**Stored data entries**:
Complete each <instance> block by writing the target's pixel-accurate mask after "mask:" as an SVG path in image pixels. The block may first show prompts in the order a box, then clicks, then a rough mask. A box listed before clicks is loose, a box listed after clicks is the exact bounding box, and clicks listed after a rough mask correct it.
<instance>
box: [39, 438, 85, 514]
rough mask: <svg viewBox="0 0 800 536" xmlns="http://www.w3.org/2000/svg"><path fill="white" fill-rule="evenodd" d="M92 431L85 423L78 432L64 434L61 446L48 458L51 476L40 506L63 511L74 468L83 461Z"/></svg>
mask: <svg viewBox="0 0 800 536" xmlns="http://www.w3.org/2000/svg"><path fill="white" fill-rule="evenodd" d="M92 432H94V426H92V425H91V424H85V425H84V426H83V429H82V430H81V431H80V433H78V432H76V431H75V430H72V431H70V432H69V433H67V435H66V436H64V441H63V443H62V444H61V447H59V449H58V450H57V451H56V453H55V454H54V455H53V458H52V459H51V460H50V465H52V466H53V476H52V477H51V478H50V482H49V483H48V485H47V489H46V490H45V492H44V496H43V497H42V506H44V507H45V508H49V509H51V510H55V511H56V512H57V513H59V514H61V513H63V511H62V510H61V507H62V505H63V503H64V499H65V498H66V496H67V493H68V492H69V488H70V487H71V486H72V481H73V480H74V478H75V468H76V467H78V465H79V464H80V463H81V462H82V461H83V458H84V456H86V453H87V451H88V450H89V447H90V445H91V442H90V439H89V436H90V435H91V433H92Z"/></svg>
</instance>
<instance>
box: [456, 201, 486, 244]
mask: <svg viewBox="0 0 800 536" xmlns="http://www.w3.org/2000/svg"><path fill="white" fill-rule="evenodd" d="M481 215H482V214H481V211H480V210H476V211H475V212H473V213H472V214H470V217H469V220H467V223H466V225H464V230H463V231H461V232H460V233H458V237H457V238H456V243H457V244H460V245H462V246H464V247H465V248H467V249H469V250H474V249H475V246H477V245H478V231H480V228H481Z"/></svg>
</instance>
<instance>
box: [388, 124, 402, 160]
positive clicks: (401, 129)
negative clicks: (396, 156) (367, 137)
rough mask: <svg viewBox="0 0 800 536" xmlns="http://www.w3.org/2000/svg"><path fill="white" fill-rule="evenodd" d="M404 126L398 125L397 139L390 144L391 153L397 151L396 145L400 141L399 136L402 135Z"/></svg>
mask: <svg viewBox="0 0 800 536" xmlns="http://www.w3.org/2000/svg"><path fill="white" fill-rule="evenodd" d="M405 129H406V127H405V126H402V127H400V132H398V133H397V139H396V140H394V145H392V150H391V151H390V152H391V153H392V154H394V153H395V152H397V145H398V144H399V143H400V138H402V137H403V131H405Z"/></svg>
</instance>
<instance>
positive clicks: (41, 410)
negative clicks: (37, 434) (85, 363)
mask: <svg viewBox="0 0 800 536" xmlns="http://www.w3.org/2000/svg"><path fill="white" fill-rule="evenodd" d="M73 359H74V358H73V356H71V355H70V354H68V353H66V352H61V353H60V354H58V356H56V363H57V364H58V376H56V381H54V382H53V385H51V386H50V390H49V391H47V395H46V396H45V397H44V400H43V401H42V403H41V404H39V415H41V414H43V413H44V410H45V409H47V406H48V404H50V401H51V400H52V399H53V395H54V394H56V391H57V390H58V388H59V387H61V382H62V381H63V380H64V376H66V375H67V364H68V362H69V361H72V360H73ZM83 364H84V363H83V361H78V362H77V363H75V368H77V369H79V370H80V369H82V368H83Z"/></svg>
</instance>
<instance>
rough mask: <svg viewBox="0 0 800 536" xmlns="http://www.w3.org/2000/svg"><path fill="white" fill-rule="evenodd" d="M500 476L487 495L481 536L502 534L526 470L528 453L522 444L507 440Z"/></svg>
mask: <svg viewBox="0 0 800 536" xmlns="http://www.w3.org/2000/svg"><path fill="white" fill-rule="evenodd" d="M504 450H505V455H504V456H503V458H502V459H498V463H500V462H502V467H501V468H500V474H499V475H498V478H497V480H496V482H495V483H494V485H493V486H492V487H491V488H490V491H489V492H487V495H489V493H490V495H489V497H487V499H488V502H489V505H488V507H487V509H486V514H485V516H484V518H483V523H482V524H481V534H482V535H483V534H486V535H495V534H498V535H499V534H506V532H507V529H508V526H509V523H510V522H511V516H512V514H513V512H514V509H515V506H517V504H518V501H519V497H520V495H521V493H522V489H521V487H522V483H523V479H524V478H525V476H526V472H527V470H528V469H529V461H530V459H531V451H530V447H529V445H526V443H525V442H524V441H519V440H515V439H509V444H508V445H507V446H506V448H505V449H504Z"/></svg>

**Problem**: Copy out the entries from the very beginning through the line containing "431L85 423L78 432L64", keeping both ends.

**Written solution**:
Complete each <instance> block by writing the target's pixel-accurate mask after "mask:" as an SVG path in image pixels. The block may first show prompts in the order a box, then clicks, then a rough mask. A box listed before clicks is loose, a box listed after clicks is the exact bounding box, and clicks listed after a rough mask correct it.
<instance>
box: [39, 438, 85, 514]
rough mask: <svg viewBox="0 0 800 536" xmlns="http://www.w3.org/2000/svg"><path fill="white" fill-rule="evenodd" d="M92 431L85 423L78 432L64 434L61 446L48 458L51 476L40 506L63 511L74 468L83 461Z"/></svg>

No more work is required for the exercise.